Instructions for the task:
The following entries are to be retyped in full, exactly as written.

Saved entries:
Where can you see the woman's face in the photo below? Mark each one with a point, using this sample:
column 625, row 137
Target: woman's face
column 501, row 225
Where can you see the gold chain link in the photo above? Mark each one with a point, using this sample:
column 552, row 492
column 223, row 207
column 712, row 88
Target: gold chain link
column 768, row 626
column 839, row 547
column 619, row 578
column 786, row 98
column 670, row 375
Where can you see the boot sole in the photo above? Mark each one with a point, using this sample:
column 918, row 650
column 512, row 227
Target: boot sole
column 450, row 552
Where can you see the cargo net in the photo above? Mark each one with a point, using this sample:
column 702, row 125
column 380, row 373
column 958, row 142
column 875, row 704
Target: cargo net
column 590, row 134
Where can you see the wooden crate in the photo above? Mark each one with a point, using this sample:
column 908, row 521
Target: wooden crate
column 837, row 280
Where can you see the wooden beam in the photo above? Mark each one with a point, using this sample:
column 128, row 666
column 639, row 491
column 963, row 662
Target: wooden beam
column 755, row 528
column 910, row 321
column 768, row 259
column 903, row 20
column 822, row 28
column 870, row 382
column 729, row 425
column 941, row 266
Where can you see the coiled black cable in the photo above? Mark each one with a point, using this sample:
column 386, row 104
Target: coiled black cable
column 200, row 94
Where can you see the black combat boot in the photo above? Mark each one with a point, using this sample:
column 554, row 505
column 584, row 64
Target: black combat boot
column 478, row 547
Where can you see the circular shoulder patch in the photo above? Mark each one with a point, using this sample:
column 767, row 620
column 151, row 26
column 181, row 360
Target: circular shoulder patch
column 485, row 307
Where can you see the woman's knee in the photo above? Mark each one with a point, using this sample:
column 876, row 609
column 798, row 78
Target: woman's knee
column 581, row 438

Task output:
Where can you see the woman's face in the photo below? Mark each one with a point, using this sample:
column 625, row 137
Target: woman's face
column 501, row 225
Where can you see the gold chain link in the photo above? Mark each one with a point, using this sample:
column 552, row 492
column 223, row 207
column 712, row 88
Target: gold chain link
column 768, row 626
column 839, row 547
column 619, row 578
column 786, row 98
column 670, row 375
Where can you see the boot sole in the photo above? Mark each one with a point, using this sample:
column 918, row 650
column 512, row 227
Target: boot sole
column 450, row 552
Where can you see the cargo net in the photo above? Mark each one with a point, using this sample:
column 702, row 125
column 380, row 373
column 958, row 142
column 875, row 704
Target: cargo net
column 590, row 134
Where can you see the wooden crate in the photo above? Mark each one with a point, using this sample:
column 908, row 521
Target: wooden crate
column 837, row 280
Where can you see the wooden beam in the photo above? Mark each one with a point, using this sample:
column 128, row 666
column 639, row 491
column 963, row 662
Target: wooden beam
column 755, row 528
column 910, row 321
column 768, row 259
column 903, row 20
column 822, row 28
column 870, row 382
column 729, row 425
column 941, row 266
Where can you see the coiled black cable in the photo above? Mark each one with a point, using this sample:
column 386, row 104
Target: coiled black cable
column 200, row 94
Where can you see the black combat boot in the photo above? Mark each one with a point, using this sample:
column 554, row 505
column 584, row 64
Target: black combat boot
column 478, row 547
Where can you see the circular shoulder patch in the photo above? Mark each one with a point, using this sample:
column 767, row 620
column 151, row 26
column 181, row 360
Target: circular shoulder patch
column 485, row 307
Where can you see the woman's knee in the photo above? Mark each one with a point, using this sample:
column 876, row 609
column 798, row 78
Target: woman's knee
column 581, row 438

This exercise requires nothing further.